Pick out and copy every line below that has the word "white".

Collected data entries:
◇ ◇ ◇ ◇ ◇

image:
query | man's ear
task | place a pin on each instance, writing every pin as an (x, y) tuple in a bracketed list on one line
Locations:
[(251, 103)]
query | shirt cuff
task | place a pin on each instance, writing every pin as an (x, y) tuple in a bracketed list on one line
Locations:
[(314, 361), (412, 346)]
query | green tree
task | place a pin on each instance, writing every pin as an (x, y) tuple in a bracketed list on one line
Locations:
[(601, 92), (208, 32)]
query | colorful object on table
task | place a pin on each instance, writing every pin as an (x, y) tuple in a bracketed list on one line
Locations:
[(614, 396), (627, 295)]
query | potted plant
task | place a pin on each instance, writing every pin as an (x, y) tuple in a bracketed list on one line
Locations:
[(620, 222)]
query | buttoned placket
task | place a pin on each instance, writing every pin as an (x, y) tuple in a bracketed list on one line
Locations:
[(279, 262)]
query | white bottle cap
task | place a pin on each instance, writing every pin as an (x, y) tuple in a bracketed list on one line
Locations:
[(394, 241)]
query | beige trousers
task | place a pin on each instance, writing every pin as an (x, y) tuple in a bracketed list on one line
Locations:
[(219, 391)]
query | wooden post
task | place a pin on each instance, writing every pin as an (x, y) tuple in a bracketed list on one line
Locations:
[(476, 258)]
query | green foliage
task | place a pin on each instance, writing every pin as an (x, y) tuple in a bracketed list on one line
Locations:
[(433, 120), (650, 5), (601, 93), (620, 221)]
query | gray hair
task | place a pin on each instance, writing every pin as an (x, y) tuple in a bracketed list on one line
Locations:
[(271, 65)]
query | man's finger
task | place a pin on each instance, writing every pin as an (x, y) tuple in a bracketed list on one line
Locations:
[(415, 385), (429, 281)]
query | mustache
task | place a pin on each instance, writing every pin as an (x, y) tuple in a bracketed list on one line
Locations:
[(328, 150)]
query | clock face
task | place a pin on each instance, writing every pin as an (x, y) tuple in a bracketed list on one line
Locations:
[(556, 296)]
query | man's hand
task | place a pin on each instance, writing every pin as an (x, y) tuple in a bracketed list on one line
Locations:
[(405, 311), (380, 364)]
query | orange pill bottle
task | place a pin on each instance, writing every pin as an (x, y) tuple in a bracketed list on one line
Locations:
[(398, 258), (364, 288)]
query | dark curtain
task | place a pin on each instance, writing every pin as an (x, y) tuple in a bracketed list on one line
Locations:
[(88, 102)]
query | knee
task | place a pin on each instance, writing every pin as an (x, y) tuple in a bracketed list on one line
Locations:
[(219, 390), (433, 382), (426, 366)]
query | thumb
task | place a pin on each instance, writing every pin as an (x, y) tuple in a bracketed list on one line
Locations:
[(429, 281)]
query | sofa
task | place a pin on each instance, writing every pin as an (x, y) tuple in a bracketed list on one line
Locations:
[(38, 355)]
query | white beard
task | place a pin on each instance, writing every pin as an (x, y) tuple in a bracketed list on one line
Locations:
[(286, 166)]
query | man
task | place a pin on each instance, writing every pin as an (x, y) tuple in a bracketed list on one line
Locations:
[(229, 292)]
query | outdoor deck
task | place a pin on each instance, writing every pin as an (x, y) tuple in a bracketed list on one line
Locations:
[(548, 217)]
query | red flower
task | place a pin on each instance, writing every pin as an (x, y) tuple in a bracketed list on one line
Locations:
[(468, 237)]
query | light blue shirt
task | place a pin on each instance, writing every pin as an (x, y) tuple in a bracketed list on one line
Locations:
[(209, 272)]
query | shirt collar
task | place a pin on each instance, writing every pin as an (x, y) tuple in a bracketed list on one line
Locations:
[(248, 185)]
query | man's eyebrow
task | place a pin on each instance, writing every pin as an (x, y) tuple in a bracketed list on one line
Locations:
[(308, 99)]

◇ ◇ ◇ ◇ ◇

**Answer:**
query | white bottle cap
query | white beard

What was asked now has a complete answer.